Source data
--- START ---
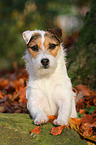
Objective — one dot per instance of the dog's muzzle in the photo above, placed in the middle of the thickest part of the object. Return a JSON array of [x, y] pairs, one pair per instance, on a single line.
[[45, 62]]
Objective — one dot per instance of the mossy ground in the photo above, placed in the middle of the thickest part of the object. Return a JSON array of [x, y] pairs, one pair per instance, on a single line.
[[15, 130]]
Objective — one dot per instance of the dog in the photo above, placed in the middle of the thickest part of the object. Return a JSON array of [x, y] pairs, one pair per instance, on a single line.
[[49, 89]]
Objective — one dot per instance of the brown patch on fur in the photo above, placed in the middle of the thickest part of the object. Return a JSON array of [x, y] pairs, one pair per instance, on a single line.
[[51, 40], [35, 40], [33, 53]]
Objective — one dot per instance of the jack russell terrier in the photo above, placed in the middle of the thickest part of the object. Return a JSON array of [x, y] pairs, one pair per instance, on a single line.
[[49, 89]]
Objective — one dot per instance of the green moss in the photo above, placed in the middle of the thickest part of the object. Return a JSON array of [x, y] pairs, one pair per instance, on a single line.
[[17, 127]]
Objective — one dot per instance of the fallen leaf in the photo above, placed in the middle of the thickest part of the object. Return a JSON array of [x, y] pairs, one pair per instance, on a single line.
[[84, 89], [51, 118], [87, 119], [57, 130], [37, 130]]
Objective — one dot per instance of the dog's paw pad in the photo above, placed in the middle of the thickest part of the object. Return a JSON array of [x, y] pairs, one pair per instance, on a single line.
[[41, 119], [59, 122]]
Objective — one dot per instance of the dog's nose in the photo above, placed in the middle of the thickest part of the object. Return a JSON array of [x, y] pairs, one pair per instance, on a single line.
[[45, 62]]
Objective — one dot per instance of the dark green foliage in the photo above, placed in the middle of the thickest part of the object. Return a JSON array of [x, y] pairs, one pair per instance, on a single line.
[[82, 58]]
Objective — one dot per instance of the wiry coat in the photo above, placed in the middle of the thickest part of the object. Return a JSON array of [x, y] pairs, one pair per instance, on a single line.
[[49, 89]]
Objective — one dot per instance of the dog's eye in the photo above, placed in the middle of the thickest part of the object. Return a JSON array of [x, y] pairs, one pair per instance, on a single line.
[[52, 46], [34, 48]]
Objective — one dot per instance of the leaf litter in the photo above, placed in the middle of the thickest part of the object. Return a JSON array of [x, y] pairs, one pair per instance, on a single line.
[[13, 100]]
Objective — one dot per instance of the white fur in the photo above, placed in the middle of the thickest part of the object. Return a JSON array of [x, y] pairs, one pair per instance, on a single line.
[[49, 91]]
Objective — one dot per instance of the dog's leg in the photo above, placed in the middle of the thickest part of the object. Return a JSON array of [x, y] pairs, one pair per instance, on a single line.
[[36, 104], [63, 100], [73, 110]]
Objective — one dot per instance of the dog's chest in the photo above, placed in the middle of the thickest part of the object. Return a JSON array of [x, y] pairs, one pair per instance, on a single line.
[[48, 88]]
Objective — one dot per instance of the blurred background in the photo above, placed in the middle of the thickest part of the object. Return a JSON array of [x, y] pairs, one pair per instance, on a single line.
[[17, 16]]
--- END ---
Verbatim repetition of the entries is required, excluding any pictures.

Solution to this task.
Objective — one dot per instance of the dog's muzzle in the photo above, placed in the middle of the thickest part of the object. Return a JSON array of [x, y] pairs, one pair per instance, on a single line.
[[45, 62]]
Objective — one dot per instance of the mossy ground in the photo above, placed in the middle of the thickest part of the object. Return a JSON array of [x, y] pairs, one pair per instance, on a single line.
[[15, 130]]
Objective — one dot per instance of the dog in the photo above, placed in the middle of the thickest part of the object. Return a JSON array of [x, y] pairs, one pair per instance, on a single line.
[[49, 89]]
Objective — one dot per instance of the brown patch on fur in the photo above, placed in the middle of the thickest part of the object. Return a JSON array of [x, y] pairs, one pair per instance, on a single line.
[[51, 40], [35, 40], [33, 53]]
Objective — one dot per instance of the jack russell terrier in the photo above, placed in the middle of the thickest part of the object. Return a JSON array of [x, y] pairs, one pair per instance, on a single line.
[[49, 89]]
Objective — one dot per instance of the green moss in the photo above, placed in the middle of the thickest part of the object. Return a JSON array of [x, y] pairs, one pair per instance, on a single line.
[[17, 127]]
Objective — one dot per instance of the fallen leaf in the photo above, placed in the middle of the thickest part of the object. Return a JSON array of [x, y] pairs, one pair per instance, on a single line.
[[84, 89], [51, 118], [87, 119], [57, 130], [37, 130]]
Objective — one dot per instance of the dog's paw pad in the photo above, placed in the middle of the thickest part of the object. Return a JSON array of [x, y] pairs, one pair per instance, on a single line.
[[41, 119], [59, 122]]
Objective — one dot per instance of the dog's nose in the photo above, placed in the middle of the thickest part of the object. Return a JSON array of [x, y] pairs, one pair per instance, on a single line.
[[45, 62]]
Objective — one dot per instance of the dark green foliage in the photo above, placed in the middle of the thickest part of the object. Return a JSON array of [x, y] pairs, one pair per instance, on a single line.
[[82, 58]]
Objective — one dot per instance of the wiry coat in the photo above, placed in the middle of the thickest part of the object. Return a JSON array of [x, y] pairs, one pair per instance, on a single line.
[[49, 89]]
Objective — one dot per instance of the dog's eye in the photo above, placed in the middle of the thickest part of the object. Return a JSON array of [x, y] pairs, one pair per instance, on a single line.
[[52, 46], [34, 48]]
Objective — one dot per instance of the leaf litter in the photo above, placed in the middle of the thickest part of the object. Return a JSON array of [x, y] pairs, one pair per instance, on a single line.
[[13, 100]]
Objective — one dot per instance of the white fur in the photo above, placed in the middle of the thickest part of the object. Return a JSON array of [x, y] pairs, one pair per instance, on a single line.
[[49, 91]]
Objective — one dot per instance of the dog's leg in the photo above, placed in the middle of the thickest part of the object. Return a JSON array of [x, y] pairs, one pair per instance, on a single line.
[[36, 104], [63, 100], [73, 110]]
Objective — one dot per instance of the dog's chest in the photo above, placed in the middle of the thickest part of the object. Return a JSON array of [x, y] pairs, one pair per instance, on a single line.
[[48, 88]]
Objective — one dot per instance of the blurred background in the photo above, placed in the middle of the thickest part of the object. Return a JSON array of [x, y] pairs, one pair per instance, on a single line.
[[17, 16]]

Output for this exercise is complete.